● EXTRACTED TEXT:

Question

A cryogenic liquid rocket engine (expander cycle) burns liquid hydrogen and liquid oxygen at stoichiometry. The hydrogen mass-flow rate is $\dot m_{H_2}=32\,\text{kg/s}$, and the oxygen mass-flow rate satisfies $\dot m_{O_2}/\dot m_{H_2}=8$. Assuming the forward reaction dominates, find the rate of formation of $\mathrm{H_2O}$ (kmol/s). (round off to the nearest integer)

Hint:

Convert mass flow to molar flow using molar masses, check the limiting reactant via stoichiometry, and map directly to product molar rate.

Answer 1

Step 1: Compute molar feed rates.
\[ \dot m_{O_2}=8\times 32=256\ \text{kg/s}. \] Molar masses: $M_{H_2}=2\,\text{kg/kmol}$, $M_{O_2}=32\,\text{kg/kmol}$. \[ \dot n_{H_2}=\frac{32}{2}=16\ \text{kmol/s}, \dot n_{O_2}=\frac{256}{32}=8\ \text{kmol/s}. \]

Step 2: Stoichiometry.
\[ 2\,\mathrm{H_2}+ \mathrm{O_2}\ \rightarrow\ 2\,\mathrm{H_2O}. \] The given feeds satisfy \(2:\!1\) exactly (since $16:8=2:1$), so both react completely.

Step 3: Product formation rate.
Per 1 kmol of $\mathrm{O_2}$, $2$ kmol of $\mathrm{H_2O}$ form. With $8$ kmol/s of $\mathrm{O_2}$, \[ \dot n_{\mathrm{H_2O}}=2\times 8=16\ \text{kmol/s}. \] \[ \boxed{16\ \text{kmol/s}} \]

● GOAL:
Copy out word for word the part of the rocket engine problem starting at "Convert mass flow" and ending at "Product formation rate.".

● INFORMATION SHOWN:
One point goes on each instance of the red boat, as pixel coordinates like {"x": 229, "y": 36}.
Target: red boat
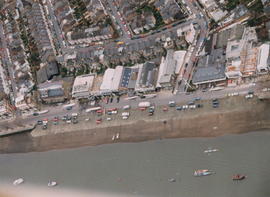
{"x": 238, "y": 177}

● THE ANSWER:
Convert mass flow to molar flow using molar masses, check the limiting reactant via stoichiometry, and map directly to product molar rate.

Answer 1

Step 1: Compute molar feed rates.
\[ \dot m_{O_2}=8\times 32=256\ \text{kg/s}. \] Molar masses: $M_{H_2}=2\,\text{kg/kmol}$, $M_{O_2}=32\,\text{kg/kmol}$. \[ \dot n_{H_2}=\frac{32}{2}=16\ \text{kmol/s}, \dot n_{O_2}=\frac{256}{32}=8\ \text{kmol/s}. \]

Step 2: Stoichiometry.
\[ 2\,\mathrm{H_2}+ \mathrm{O_2}\ \rightarrow\ 2\,\mathrm{H_2O}. \] The given feeds satisfy \(2:\!1\) exactly (since $16:8=2:1$), so both react completely.

Step 3: Product formation rate.